> _EXERCISE INSTRUCTIONS_
Transcribe only what runs from the line containing "Target: teapot spout" through the end of the listing, line for line and exactly, and omit the pictures.

─── LISTED RECORDS ───

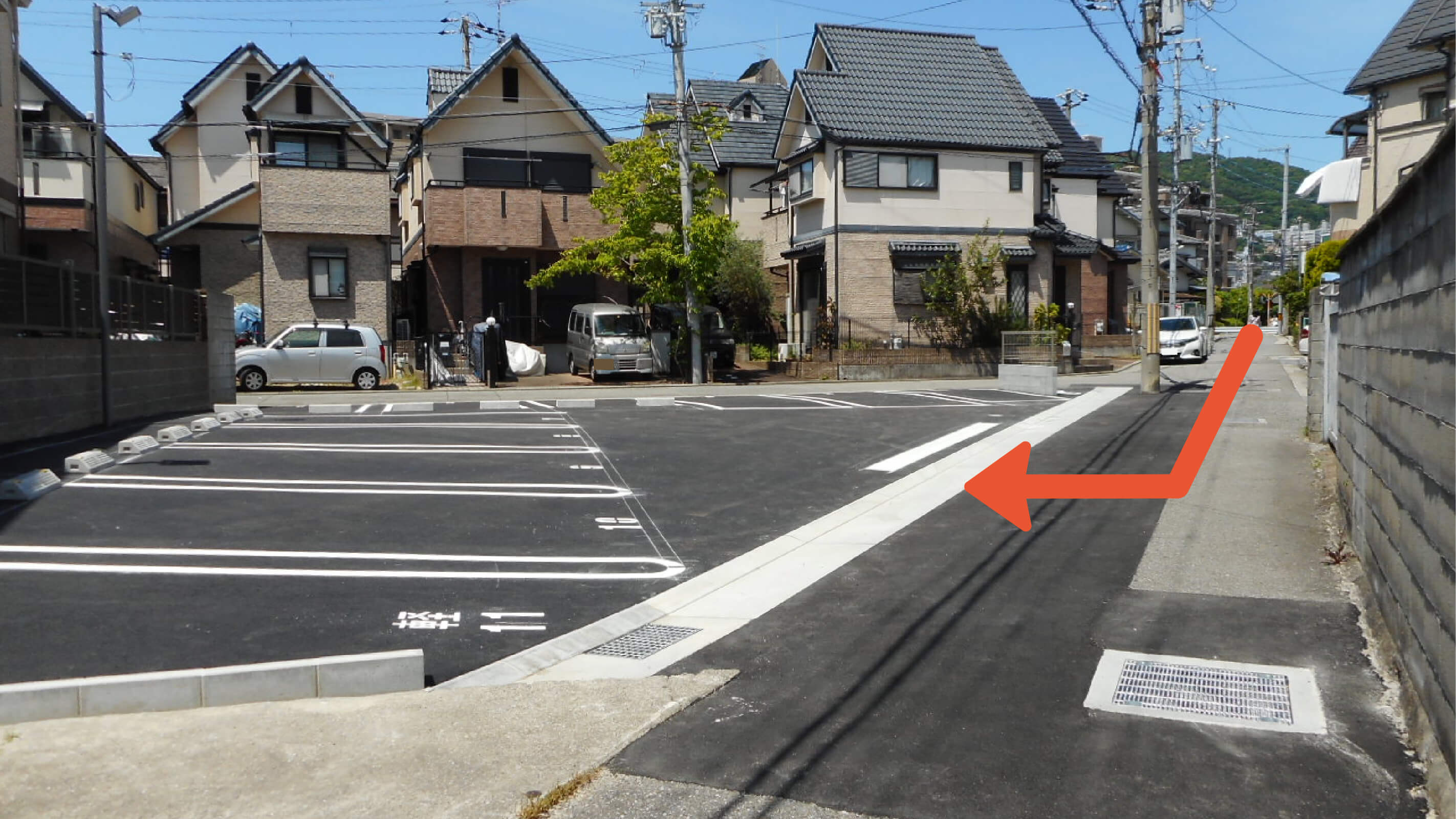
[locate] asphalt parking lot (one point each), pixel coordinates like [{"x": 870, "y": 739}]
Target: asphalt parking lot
[{"x": 466, "y": 532}]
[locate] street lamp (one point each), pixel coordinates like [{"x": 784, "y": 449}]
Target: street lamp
[{"x": 101, "y": 221}]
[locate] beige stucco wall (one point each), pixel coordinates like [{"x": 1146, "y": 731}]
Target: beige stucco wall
[
  {"x": 286, "y": 282},
  {"x": 1076, "y": 205},
  {"x": 533, "y": 123},
  {"x": 973, "y": 191},
  {"x": 324, "y": 200},
  {"x": 746, "y": 205},
  {"x": 221, "y": 155}
]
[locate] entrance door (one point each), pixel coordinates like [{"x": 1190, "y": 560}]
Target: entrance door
[
  {"x": 503, "y": 285},
  {"x": 810, "y": 298}
]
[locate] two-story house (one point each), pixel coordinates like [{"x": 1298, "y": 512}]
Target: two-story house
[
  {"x": 278, "y": 195},
  {"x": 896, "y": 149},
  {"x": 743, "y": 157},
  {"x": 1408, "y": 83},
  {"x": 57, "y": 183},
  {"x": 495, "y": 185}
]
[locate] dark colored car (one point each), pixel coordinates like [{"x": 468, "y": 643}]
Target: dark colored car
[{"x": 719, "y": 343}]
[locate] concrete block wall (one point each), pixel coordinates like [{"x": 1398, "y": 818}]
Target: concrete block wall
[
  {"x": 1315, "y": 405},
  {"x": 53, "y": 385},
  {"x": 286, "y": 279},
  {"x": 1397, "y": 426},
  {"x": 222, "y": 350}
]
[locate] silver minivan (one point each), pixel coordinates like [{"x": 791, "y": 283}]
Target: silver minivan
[{"x": 607, "y": 338}]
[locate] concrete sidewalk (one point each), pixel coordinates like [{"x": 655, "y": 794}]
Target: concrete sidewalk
[{"x": 472, "y": 752}]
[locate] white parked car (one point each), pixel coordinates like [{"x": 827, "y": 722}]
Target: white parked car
[
  {"x": 1180, "y": 338},
  {"x": 315, "y": 353}
]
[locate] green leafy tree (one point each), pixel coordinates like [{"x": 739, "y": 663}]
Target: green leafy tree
[
  {"x": 962, "y": 309},
  {"x": 742, "y": 288},
  {"x": 640, "y": 196}
]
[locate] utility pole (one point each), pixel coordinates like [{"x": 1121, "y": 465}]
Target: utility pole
[
  {"x": 101, "y": 216},
  {"x": 1176, "y": 196},
  {"x": 1283, "y": 218},
  {"x": 1071, "y": 100},
  {"x": 1152, "y": 40},
  {"x": 469, "y": 30},
  {"x": 1213, "y": 218},
  {"x": 669, "y": 21}
]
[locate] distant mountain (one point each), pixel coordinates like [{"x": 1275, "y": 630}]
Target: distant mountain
[{"x": 1250, "y": 181}]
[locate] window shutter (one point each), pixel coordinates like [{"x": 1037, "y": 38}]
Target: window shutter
[
  {"x": 861, "y": 169},
  {"x": 907, "y": 288}
]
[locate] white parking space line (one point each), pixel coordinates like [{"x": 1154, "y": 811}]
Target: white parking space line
[
  {"x": 929, "y": 448},
  {"x": 734, "y": 594},
  {"x": 401, "y": 426},
  {"x": 397, "y": 449},
  {"x": 664, "y": 567},
  {"x": 349, "y": 487},
  {"x": 832, "y": 403}
]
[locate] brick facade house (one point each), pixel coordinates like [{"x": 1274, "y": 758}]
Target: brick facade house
[
  {"x": 494, "y": 187},
  {"x": 289, "y": 212},
  {"x": 900, "y": 147}
]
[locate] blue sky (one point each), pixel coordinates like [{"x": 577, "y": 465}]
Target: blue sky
[{"x": 378, "y": 50}]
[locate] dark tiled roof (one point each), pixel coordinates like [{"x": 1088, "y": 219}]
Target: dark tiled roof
[
  {"x": 484, "y": 69},
  {"x": 921, "y": 88},
  {"x": 746, "y": 143},
  {"x": 1079, "y": 157},
  {"x": 1395, "y": 59},
  {"x": 445, "y": 81}
]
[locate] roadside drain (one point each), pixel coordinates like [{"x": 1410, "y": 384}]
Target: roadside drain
[
  {"x": 644, "y": 642},
  {"x": 1280, "y": 699}
]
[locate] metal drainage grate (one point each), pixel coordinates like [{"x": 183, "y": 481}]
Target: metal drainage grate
[
  {"x": 1205, "y": 691},
  {"x": 644, "y": 642}
]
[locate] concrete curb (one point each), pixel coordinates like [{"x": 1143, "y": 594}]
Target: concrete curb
[
  {"x": 545, "y": 655},
  {"x": 349, "y": 675}
]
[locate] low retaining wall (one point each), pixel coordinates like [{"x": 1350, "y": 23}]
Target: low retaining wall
[
  {"x": 350, "y": 675},
  {"x": 1040, "y": 379}
]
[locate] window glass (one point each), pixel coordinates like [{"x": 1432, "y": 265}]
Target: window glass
[
  {"x": 292, "y": 150},
  {"x": 922, "y": 171},
  {"x": 328, "y": 277},
  {"x": 621, "y": 324},
  {"x": 302, "y": 337},
  {"x": 892, "y": 171}
]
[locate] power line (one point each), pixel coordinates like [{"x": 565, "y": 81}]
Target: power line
[
  {"x": 1266, "y": 57},
  {"x": 1105, "y": 46}
]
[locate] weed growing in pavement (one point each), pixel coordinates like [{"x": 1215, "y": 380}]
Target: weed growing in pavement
[{"x": 538, "y": 806}]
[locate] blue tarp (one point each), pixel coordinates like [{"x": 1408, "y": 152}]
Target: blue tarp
[{"x": 248, "y": 319}]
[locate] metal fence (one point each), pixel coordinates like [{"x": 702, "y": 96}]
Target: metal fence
[
  {"x": 47, "y": 299},
  {"x": 1030, "y": 348}
]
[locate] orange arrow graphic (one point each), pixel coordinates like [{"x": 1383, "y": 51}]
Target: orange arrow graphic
[{"x": 1005, "y": 484}]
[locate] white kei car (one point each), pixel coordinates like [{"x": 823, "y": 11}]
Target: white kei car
[
  {"x": 315, "y": 353},
  {"x": 1179, "y": 337}
]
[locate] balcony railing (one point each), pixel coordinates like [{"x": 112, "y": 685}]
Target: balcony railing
[{"x": 47, "y": 299}]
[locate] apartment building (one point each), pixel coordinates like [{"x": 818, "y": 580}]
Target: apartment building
[{"x": 57, "y": 166}]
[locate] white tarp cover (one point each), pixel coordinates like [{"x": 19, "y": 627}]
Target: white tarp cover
[
  {"x": 1338, "y": 183},
  {"x": 525, "y": 360}
]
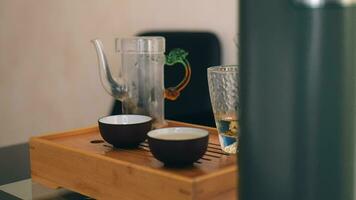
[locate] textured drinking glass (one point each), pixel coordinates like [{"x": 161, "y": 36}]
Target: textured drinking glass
[{"x": 223, "y": 88}]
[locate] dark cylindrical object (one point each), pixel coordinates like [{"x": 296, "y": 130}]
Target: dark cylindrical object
[{"x": 297, "y": 100}]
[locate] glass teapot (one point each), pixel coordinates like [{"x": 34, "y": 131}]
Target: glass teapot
[{"x": 139, "y": 84}]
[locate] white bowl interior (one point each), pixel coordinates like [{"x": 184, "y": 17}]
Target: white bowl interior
[
  {"x": 178, "y": 133},
  {"x": 125, "y": 119}
]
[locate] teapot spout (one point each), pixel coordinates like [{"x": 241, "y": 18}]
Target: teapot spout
[{"x": 115, "y": 88}]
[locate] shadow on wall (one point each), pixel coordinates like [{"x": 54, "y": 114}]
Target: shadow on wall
[{"x": 15, "y": 163}]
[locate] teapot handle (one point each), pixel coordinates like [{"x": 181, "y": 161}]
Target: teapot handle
[{"x": 178, "y": 56}]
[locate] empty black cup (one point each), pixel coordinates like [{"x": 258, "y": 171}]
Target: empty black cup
[{"x": 125, "y": 131}]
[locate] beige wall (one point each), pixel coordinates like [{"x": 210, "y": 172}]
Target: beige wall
[{"x": 48, "y": 74}]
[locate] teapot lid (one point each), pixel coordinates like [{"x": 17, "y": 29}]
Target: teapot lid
[{"x": 141, "y": 45}]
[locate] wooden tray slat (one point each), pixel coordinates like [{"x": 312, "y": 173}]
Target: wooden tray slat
[{"x": 71, "y": 160}]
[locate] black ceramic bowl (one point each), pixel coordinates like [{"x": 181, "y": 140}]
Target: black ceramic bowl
[
  {"x": 178, "y": 146},
  {"x": 125, "y": 131}
]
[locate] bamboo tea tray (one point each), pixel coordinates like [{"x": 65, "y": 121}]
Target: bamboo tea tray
[{"x": 77, "y": 160}]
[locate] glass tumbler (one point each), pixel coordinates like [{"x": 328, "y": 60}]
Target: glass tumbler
[{"x": 223, "y": 88}]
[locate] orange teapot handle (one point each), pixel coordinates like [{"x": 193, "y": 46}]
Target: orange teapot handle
[{"x": 174, "y": 57}]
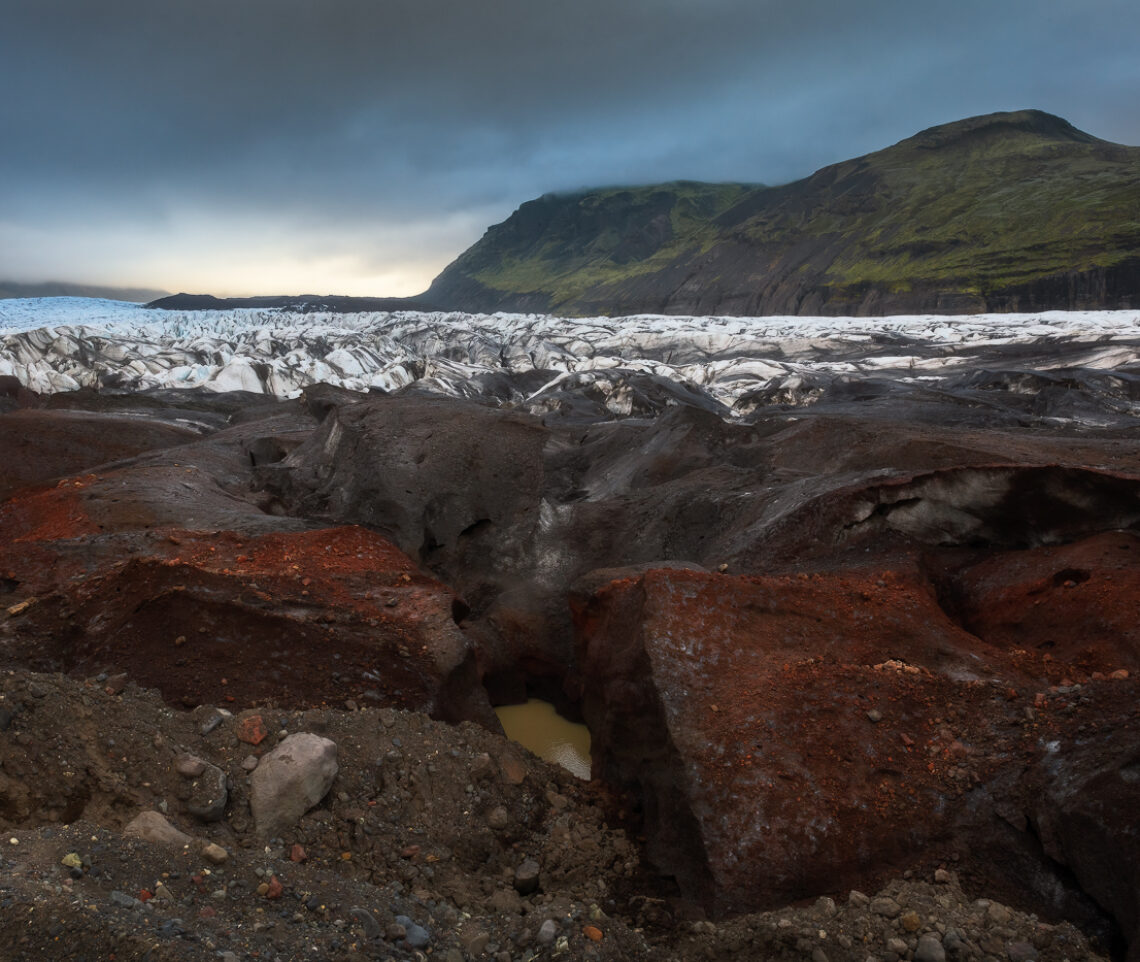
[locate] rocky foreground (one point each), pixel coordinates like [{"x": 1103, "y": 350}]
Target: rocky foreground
[{"x": 876, "y": 636}]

───

> _SOLVED PROBLEM_
Target: teapot spout
[{"x": 115, "y": 88}]
[locate] shadow on wall (one point each), pixel coordinates like [{"x": 54, "y": 114}]
Target: shadow on wall
[{"x": 15, "y": 163}]
[locate] teapot handle (one point each), pixel coordinates like [{"x": 181, "y": 161}]
Target: teapot handle
[{"x": 178, "y": 56}]
[locate] empty black cup (one point each), pixel coordinates like [{"x": 258, "y": 171}]
Target: empty black cup
[{"x": 125, "y": 131}]
[locate] beige wall (one point each), pixel coordinates like [{"x": 210, "y": 172}]
Target: beige wall
[{"x": 48, "y": 74}]
[locate] teapot lid (one point each), pixel coordinates like [{"x": 17, "y": 29}]
Target: teapot lid
[{"x": 141, "y": 45}]
[locate] wooden tray slat (one point each), pixel coordinates like [{"x": 312, "y": 173}]
Target: wooden tray slat
[{"x": 71, "y": 160}]
[locate] black ceramic bowl (one point each), pixel coordinates like [{"x": 181, "y": 140}]
Target: black ceramic bowl
[
  {"x": 178, "y": 146},
  {"x": 125, "y": 131}
]
[locate] bamboo tea tray (one point each), pixel coordinates like [{"x": 65, "y": 121}]
Target: bamboo tea tray
[{"x": 77, "y": 160}]
[locate] glass tumbler (one point each), pixel coordinates like [{"x": 328, "y": 60}]
Target: glass tumbler
[{"x": 223, "y": 88}]
[locate] orange teapot handle (one point each), pixel coordinates like [{"x": 193, "y": 46}]
Target: orange teapot handle
[{"x": 174, "y": 57}]
[locate] rocky foreground (one point each), pixel coordinates like [{"x": 1103, "y": 350}]
Target: rocky foreground
[{"x": 876, "y": 636}]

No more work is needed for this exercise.